**Задание**
По статье об идеальном человеке Ренессанса: в каких городах Альберти создал храмы и дворцы?

**Статья**
###

В поисках идеального человека

   Но ведь не одной только склонностью к чувственным наслаждениям проявлял себя типичный человек Ренессанса. Не потому же он, в конце концов, полагал себя «венцом Божьего творения», что любил получать всевозможные удовольствия? Должен был и себя как-то проявить. Очевидно, что гуманисты Ренессанса пытались не только оправдать людские пристрастия, но и создать образ идеального человека. Каким же этот образ виделся лучшим людям Возрождения?
   Прежде всего идеальный человек должен быть «homo universale». Универсальным человеком, в чем-то близким к идеалу того времени, несомненно, был Леонардо да Винчи. И еще Микеланджело Буонарроти. А до них – Леон Баттиста Альберти. У Альберти нет сегодня столь звонкого имени, как у Леонардо или Микеланджело, однако его вклад в создание образа нового человека, тем не менее, необычайно велик. И на почетное звание «homo universale» Альберти мог претендовать ничуть с не меньшим основанием, чем два вышеназванных художника. Да Винчи был прежде всего величайшим живописцем, и повышенный интерес к его инженерным и всем прочим изобретениям объяснялся в значительной степени выдающимися достижениями Леонардо в живописи. Альберти же был прекрасным архитектором, создателем великолепных храмов и дворцов во Флоренции, Мантуе, Римини. Он же публиковал работы по математике, картографии, механике. Но, кроме того, он был автором трактатов «О зодчестве», «О ваянии», «О живописи», философских «Застольных бесед», книг на темы практической морали («О семье», «О достоинстве», «О спокойствии души», «Домострой»), а также сатирических произведений на латинском и на итальянском (vulgare) языках. Хотя первым архитектором эпохи Ренессанса по праву считается Брунеллески, а первым живописцем – Мазаччо, но базовые принципы нового искусства впервые сформулированы были именно Альберти. И главное: он, пожалуй, лучше всех других гуманистов Ренессанса обрисовал роль человека в мироздании. Чем не универсальный человек?

###

**Исходные данные**
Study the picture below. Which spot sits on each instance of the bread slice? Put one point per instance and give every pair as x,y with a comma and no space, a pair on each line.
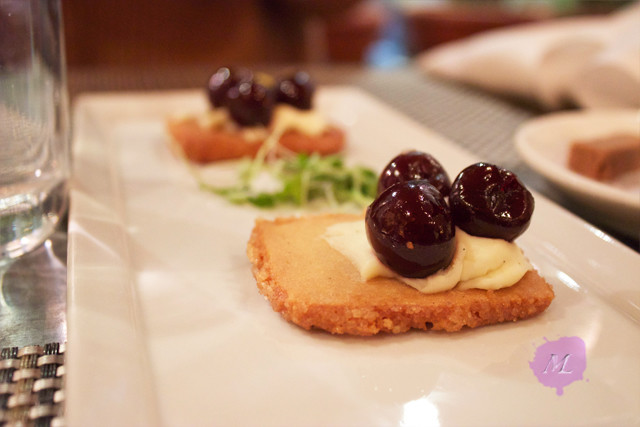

###

**Ответ**
Во Флоренции, Мантуе и Римини.